**Aim of the exercise**. Copy out, word for word, the part of the material below that begins with the line containing "of the candelabra" and continues through the end of the material.

**Listed entries**.

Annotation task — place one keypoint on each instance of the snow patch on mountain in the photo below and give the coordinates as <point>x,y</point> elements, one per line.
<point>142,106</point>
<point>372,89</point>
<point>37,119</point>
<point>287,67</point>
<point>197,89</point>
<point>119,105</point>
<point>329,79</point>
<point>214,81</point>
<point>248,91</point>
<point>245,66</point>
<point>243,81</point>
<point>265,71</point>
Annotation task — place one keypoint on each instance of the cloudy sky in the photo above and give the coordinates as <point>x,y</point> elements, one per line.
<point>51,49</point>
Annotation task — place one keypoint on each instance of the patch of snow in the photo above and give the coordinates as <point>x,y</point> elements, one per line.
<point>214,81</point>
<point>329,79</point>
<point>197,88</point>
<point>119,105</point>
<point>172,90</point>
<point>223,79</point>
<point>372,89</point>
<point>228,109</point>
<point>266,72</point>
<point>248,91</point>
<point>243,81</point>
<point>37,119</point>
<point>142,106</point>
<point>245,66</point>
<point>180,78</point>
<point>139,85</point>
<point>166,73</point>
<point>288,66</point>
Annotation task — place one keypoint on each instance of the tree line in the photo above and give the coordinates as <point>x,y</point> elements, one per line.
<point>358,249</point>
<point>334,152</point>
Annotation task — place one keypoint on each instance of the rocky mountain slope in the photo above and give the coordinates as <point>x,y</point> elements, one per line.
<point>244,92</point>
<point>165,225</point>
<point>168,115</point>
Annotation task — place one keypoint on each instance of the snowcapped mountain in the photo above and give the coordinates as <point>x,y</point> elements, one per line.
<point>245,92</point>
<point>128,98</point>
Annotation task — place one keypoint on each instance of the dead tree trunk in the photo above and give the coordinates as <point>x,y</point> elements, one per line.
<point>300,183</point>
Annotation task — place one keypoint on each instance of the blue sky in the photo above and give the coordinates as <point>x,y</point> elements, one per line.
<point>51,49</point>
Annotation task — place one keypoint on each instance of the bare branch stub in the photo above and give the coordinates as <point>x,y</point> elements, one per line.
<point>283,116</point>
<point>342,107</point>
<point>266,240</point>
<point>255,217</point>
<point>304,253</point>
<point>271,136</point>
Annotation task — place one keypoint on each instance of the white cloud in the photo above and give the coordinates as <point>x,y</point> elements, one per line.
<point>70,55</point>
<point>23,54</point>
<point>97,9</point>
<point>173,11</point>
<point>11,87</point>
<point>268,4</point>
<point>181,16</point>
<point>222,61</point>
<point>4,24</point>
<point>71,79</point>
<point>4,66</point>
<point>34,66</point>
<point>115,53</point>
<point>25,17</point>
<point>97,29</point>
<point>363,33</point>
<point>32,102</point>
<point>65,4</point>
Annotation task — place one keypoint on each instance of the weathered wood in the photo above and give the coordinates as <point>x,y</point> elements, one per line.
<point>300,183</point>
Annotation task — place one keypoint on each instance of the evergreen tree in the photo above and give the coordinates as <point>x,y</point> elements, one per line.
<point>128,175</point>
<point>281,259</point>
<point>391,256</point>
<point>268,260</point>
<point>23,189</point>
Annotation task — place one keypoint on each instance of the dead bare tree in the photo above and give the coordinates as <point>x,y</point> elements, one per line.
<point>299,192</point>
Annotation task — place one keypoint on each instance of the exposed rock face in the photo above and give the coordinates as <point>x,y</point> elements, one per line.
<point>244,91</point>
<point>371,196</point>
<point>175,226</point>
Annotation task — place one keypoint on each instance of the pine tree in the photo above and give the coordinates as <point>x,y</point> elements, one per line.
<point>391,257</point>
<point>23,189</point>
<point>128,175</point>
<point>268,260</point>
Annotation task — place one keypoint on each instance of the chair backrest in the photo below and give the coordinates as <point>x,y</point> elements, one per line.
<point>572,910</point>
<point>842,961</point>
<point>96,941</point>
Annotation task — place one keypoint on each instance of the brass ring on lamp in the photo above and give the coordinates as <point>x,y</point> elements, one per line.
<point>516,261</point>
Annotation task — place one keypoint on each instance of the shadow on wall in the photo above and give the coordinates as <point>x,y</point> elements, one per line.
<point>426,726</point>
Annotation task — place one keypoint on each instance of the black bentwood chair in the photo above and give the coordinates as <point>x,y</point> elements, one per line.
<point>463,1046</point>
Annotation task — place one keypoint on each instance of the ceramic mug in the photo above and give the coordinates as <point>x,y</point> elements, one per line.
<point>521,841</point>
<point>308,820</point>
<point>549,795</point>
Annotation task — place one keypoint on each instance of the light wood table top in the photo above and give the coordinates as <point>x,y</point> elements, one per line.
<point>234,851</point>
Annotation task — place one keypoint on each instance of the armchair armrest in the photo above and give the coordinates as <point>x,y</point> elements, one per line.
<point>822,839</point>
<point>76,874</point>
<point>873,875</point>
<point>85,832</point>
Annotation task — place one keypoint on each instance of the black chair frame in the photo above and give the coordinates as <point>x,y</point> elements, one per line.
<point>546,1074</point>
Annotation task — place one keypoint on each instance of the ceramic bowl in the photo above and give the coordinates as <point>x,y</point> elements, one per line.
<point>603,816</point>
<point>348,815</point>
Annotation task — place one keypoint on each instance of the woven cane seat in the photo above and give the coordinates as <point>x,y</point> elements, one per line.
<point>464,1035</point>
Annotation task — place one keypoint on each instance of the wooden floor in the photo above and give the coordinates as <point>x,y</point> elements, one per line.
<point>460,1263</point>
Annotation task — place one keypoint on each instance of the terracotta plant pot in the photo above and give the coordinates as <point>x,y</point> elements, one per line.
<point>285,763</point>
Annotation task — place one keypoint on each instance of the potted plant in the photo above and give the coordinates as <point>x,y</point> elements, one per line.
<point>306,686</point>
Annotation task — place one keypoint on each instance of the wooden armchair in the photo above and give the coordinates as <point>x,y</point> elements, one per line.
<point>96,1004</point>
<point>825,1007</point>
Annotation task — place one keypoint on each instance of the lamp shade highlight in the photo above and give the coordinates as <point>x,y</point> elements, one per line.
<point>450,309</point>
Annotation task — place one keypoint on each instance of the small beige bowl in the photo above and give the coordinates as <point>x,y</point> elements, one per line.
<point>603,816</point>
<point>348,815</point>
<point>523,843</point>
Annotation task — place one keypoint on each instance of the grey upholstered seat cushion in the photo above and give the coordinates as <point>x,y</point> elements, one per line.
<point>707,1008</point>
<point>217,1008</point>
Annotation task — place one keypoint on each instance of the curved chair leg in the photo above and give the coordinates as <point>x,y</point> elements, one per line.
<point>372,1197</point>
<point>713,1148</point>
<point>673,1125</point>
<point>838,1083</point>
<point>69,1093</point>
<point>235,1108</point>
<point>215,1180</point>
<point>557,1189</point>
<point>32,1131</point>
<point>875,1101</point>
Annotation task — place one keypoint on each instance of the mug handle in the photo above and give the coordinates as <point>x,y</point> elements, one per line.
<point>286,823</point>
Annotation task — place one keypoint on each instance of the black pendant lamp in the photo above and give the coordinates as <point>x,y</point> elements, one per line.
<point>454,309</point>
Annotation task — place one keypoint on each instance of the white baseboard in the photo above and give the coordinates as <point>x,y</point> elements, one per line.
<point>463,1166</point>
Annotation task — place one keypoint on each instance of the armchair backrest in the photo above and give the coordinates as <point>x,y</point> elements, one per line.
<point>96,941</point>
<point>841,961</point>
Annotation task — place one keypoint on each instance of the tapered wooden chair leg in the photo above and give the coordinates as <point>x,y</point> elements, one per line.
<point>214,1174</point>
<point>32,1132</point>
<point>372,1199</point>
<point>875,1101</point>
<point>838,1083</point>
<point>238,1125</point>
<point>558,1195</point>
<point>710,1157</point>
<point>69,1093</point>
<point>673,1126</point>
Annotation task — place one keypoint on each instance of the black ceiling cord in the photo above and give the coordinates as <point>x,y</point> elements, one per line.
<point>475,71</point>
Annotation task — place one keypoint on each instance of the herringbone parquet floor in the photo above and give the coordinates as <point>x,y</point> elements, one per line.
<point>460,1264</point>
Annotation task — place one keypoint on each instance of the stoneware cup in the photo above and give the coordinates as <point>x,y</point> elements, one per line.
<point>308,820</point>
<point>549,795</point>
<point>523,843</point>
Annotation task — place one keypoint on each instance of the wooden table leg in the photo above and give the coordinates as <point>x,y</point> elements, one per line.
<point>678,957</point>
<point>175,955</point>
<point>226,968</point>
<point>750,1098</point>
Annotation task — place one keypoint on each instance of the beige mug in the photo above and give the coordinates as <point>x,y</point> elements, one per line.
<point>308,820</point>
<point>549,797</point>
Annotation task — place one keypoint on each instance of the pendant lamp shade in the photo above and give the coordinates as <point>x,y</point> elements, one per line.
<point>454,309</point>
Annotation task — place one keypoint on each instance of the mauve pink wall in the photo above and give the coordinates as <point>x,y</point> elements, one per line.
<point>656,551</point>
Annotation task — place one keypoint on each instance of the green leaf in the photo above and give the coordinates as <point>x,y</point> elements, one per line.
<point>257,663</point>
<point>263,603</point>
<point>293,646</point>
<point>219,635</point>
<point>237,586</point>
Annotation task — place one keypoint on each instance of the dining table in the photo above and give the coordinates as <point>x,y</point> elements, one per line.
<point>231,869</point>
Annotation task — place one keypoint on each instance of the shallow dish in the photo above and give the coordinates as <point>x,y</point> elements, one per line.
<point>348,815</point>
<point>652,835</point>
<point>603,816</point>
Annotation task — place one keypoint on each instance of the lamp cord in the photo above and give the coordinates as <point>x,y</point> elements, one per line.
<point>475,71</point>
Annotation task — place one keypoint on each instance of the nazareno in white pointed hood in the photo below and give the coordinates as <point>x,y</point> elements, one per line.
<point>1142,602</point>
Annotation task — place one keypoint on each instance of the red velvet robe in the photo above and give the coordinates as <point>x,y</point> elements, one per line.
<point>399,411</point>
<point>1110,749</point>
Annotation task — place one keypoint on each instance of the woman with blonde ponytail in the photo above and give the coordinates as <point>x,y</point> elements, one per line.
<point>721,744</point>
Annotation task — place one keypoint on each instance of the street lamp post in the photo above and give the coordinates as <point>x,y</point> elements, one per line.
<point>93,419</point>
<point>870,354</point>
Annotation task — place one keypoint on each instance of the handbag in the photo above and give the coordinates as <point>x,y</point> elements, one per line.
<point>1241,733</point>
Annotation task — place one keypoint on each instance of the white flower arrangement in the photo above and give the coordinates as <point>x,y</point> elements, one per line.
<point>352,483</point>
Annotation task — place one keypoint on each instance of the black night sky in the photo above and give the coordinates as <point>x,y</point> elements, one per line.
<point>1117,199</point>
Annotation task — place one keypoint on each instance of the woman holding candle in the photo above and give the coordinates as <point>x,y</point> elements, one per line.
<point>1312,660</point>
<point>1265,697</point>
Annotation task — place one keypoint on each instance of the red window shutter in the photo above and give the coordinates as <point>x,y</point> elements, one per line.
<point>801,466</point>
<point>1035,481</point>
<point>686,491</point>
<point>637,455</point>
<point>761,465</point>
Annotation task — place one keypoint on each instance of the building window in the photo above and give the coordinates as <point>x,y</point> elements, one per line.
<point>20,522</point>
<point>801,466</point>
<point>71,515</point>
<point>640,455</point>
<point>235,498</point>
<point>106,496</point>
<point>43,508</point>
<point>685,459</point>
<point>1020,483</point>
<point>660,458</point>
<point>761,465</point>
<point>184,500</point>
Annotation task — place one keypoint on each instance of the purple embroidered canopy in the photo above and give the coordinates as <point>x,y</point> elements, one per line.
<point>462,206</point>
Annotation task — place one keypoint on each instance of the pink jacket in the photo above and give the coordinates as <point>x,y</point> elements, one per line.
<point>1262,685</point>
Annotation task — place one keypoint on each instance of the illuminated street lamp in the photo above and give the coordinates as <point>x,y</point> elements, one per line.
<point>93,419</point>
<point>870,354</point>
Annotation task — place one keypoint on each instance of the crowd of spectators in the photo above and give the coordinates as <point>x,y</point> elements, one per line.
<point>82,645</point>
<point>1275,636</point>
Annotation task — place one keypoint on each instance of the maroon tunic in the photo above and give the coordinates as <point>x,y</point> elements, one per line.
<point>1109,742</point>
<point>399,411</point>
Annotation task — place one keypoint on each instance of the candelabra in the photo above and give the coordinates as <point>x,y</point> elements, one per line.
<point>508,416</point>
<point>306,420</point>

**Worked answer**.
Annotation task — place one keypoint on each instance of the candelabra in the photo above and give the coordinates as <point>x,y</point> elements, one per line.
<point>508,416</point>
<point>306,420</point>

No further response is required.